**JOB 1:** Please rewrite the stretch of the law firm mergers text from "Throughout the past" through "lawyers and interns.", replacing "law firms" with "legal practices".

**SOURCE EXCERPT:**
#####
An Overview of Mergers Between Law Firms and What it Means for the Future of the Israeli Legal Sector

Throughout the past decade, the number of mergers between law firms in Israel has increased significantly. Whereas in the past there was a substantial amount of large, medium, and boutique-sized firms, there has been a shift due to firms deciding to merge. Larger firms are continuing to merge with medium and boutique firms, creating mega-firms, comprised of hundreds of lawyers and interns.

In March of 2022, the largest merger between two firms in Israel was ever completed. Yigal Arnon & Co & Tadmor Levy & Co merged to create the firm Yigal Arnon – Tadmor Levy. This merger brought together over 350 lawyers and 70 legal clerks, which makes it now the third-largest firm in Israel. This wasn’t the first merger for Tadmor Levy, as they had previously merged between Tadmor and Prof. Yuval Levy in 2015.

Another major merger in the US is Schiff Harden and Arent Fox which were recently linked, forming a combined firm a 600-person firm. Their combined revenue is projected to be $475 Million. This is one of 33 large-scale mergers that happened in the US within the past year, and the trend doesn’t seem to be slowing down.
#####
**JOB 2:** Turn the stretch of rows from the line containing "Task: annotate a point on every instance of the metal base" through the last row into a Markdown table with the columns No. and Line. Give each line a number and leave out blank lines.
#####
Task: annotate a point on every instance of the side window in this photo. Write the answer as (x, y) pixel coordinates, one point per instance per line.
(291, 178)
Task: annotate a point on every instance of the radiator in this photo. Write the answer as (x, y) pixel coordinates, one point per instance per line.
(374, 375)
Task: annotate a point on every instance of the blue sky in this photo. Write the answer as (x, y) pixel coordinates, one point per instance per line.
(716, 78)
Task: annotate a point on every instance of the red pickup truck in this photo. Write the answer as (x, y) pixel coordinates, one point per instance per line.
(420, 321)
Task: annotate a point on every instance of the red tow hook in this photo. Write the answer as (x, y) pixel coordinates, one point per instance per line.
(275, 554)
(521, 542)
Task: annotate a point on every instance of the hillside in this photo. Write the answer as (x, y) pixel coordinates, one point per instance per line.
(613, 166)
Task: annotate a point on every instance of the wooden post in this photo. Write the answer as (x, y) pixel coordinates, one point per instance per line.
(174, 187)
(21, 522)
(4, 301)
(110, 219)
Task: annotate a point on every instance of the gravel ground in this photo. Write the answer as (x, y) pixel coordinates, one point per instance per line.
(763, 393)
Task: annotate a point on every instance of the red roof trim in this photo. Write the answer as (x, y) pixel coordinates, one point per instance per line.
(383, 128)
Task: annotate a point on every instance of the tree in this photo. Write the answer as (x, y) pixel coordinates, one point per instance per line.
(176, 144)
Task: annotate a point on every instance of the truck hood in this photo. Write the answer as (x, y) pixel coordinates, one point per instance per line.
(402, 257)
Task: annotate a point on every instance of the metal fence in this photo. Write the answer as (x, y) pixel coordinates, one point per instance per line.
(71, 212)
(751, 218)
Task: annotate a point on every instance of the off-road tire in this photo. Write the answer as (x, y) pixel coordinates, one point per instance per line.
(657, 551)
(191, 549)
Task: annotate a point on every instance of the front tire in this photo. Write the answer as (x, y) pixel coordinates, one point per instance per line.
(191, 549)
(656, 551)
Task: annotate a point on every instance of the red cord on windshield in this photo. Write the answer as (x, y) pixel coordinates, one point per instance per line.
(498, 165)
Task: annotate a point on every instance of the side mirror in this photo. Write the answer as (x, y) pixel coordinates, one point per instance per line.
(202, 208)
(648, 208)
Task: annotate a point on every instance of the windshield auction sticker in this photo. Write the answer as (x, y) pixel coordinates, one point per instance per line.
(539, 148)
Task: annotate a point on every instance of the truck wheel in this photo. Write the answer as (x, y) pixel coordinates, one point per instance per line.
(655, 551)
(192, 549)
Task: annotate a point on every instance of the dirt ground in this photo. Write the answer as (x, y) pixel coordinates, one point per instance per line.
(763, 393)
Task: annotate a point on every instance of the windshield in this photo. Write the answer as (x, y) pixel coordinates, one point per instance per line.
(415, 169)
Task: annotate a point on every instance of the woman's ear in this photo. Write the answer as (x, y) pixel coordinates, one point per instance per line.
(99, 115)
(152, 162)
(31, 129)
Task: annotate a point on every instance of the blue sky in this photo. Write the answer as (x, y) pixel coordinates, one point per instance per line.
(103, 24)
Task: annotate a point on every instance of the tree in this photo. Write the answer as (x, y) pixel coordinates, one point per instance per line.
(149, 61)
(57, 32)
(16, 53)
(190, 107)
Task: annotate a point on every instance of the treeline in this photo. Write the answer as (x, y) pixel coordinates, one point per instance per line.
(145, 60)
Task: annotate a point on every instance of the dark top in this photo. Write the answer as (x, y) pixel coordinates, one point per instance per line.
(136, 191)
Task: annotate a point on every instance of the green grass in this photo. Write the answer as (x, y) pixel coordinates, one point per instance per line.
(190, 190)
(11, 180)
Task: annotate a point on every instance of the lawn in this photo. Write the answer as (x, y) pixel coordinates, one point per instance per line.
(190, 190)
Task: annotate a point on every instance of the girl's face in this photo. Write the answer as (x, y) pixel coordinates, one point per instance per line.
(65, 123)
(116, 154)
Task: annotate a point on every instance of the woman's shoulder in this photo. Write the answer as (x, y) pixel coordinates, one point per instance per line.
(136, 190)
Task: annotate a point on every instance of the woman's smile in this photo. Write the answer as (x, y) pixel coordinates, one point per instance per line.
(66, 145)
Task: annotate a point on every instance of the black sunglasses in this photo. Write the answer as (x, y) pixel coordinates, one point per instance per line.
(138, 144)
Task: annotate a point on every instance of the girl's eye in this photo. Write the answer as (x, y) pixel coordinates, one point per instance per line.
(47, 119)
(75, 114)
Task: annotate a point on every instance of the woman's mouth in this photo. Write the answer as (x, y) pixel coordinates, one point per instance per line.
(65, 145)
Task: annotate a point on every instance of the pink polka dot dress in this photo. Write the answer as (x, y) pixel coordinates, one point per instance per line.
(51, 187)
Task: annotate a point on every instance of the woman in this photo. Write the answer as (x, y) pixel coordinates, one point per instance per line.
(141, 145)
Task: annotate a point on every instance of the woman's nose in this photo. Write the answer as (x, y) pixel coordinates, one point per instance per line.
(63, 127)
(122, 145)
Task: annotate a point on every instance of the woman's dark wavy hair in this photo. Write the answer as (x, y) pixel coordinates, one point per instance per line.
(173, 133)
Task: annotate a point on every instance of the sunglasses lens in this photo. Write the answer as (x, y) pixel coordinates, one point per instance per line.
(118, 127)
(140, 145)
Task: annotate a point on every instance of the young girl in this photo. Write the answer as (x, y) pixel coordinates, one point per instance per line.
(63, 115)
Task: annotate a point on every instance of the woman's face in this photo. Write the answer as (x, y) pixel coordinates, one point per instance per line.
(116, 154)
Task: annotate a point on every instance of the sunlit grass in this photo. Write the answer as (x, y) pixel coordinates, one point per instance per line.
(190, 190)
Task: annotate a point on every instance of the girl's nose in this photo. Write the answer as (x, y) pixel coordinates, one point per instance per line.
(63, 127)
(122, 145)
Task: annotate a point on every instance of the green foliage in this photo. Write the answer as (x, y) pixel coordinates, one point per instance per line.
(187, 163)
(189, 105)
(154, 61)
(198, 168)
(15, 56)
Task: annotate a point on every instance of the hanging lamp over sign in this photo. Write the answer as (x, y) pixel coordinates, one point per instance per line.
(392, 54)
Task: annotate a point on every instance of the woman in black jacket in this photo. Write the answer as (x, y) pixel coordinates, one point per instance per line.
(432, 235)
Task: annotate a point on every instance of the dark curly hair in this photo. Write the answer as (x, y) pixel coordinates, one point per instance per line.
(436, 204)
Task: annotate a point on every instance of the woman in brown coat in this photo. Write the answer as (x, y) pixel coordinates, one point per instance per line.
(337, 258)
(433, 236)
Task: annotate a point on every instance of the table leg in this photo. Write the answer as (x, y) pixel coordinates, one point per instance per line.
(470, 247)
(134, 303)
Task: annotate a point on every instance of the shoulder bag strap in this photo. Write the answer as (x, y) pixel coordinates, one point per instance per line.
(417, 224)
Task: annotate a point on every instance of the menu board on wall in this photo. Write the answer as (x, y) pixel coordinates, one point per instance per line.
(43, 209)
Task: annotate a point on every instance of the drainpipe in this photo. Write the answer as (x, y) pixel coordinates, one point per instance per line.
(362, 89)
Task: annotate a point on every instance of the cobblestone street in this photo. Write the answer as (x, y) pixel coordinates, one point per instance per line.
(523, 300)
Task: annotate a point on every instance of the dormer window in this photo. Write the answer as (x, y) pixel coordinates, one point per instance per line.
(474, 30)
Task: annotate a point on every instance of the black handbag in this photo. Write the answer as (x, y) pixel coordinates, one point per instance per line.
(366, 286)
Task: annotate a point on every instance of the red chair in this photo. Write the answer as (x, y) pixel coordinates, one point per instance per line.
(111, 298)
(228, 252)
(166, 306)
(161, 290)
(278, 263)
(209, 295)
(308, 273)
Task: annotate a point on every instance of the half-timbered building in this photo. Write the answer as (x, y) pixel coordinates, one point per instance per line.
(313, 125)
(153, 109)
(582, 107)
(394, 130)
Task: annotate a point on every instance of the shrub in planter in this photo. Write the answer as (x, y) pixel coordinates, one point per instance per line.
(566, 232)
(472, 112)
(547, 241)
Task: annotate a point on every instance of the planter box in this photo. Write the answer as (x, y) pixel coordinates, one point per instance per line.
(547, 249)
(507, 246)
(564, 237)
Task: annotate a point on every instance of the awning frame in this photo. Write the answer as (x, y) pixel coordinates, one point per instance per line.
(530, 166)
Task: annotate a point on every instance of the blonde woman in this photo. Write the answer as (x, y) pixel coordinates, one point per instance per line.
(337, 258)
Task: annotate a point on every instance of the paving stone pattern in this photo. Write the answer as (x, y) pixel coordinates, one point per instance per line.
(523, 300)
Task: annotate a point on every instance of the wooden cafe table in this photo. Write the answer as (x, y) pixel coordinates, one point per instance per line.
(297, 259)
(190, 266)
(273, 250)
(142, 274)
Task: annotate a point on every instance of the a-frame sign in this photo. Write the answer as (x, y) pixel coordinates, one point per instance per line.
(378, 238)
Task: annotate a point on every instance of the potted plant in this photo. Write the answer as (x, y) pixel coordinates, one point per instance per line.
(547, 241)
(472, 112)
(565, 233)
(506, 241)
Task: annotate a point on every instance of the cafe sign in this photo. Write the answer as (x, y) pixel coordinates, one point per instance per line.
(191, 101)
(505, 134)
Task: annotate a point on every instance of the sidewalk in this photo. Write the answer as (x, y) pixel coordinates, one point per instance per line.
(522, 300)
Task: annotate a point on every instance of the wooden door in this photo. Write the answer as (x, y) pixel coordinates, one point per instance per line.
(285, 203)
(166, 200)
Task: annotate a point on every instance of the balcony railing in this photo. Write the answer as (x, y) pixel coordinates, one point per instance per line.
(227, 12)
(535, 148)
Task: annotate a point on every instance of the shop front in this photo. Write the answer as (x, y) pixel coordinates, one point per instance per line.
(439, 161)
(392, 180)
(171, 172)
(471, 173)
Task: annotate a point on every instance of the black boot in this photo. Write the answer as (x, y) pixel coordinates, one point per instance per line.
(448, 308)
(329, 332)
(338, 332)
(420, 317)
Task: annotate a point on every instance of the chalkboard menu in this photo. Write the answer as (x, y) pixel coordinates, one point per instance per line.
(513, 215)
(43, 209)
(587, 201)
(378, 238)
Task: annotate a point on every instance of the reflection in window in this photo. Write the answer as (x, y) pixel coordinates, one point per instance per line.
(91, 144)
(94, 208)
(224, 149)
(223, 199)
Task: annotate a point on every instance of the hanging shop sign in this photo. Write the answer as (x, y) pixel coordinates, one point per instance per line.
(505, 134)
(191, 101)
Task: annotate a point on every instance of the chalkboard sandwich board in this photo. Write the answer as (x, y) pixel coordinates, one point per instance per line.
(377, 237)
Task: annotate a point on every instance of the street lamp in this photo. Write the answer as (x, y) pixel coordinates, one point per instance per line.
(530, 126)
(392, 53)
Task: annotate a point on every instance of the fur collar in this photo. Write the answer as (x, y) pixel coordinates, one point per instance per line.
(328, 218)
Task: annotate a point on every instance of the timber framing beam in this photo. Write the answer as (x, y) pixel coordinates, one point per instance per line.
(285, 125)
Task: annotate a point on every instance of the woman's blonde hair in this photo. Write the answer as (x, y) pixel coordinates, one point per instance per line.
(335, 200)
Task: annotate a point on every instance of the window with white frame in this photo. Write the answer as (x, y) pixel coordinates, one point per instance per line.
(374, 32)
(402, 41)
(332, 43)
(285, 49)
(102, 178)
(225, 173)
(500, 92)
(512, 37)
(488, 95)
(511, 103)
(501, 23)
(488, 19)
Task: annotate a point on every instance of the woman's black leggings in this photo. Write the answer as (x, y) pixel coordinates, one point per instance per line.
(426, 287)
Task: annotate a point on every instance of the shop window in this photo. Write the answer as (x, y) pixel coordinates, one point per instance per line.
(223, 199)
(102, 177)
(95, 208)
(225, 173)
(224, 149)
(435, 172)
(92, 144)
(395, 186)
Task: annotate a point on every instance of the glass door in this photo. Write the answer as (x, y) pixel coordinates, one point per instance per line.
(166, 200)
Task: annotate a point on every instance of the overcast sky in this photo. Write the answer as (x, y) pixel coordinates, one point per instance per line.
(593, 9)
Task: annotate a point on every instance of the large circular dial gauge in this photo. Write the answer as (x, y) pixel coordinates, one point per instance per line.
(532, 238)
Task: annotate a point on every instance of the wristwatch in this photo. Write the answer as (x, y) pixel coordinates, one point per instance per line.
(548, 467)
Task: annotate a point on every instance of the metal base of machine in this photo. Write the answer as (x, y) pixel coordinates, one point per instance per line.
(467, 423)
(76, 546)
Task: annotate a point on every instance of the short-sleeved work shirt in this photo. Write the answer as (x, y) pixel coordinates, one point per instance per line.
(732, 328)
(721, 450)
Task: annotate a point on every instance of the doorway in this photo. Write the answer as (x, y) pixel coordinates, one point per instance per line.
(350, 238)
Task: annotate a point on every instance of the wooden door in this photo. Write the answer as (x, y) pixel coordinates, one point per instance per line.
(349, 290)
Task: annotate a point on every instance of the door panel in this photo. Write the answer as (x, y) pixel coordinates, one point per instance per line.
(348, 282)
#####
**FULL RESPONSE 1:**
Throughout the past decade, the number of mergers between legal practices in Israel has increased significantly. Whereas in the past there was a substantial amount of large, medium, and boutique-sized firms, there has been a shift due to firms deciding to merge. Larger firms are continuing to merge with medium and boutique firms, creating mega-firms, comprised of hundreds of lawyers and interns.

**FULL RESPONSE 2:**
| No. | Line |
|---|---|
| 1 | Task: annotate a point on every instance of the metal base of machine in this photo. Write the answer as (x, y) pixel coordinates, one point per instance per line. |
| 2 | (467, 423) |
| 3 | (76, 546) |
| 4 | Task: annotate a point on every instance of the short-sleeved work shirt in this photo. Write the answer as (x, y) pixel coordinates, one point per instance per line. |
| 5 | (732, 328) |
| 6 | (721, 450) |
| 7 | Task: annotate a point on every instance of the doorway in this photo. Write the answer as (x, y) pixel coordinates, one point per instance per line. |
| 8 | (350, 238) |
| 9 | Task: annotate a point on every instance of the wooden door in this photo. Write the answer as (x, y) pixel coordinates, one point per instance per line. |
| 10 | (349, 290) |
| 11 | Task: annotate a point on every instance of the door panel in this photo. Write the answer as (x, y) pixel coordinates, one point per instance per line. |
| 12 | (348, 282) |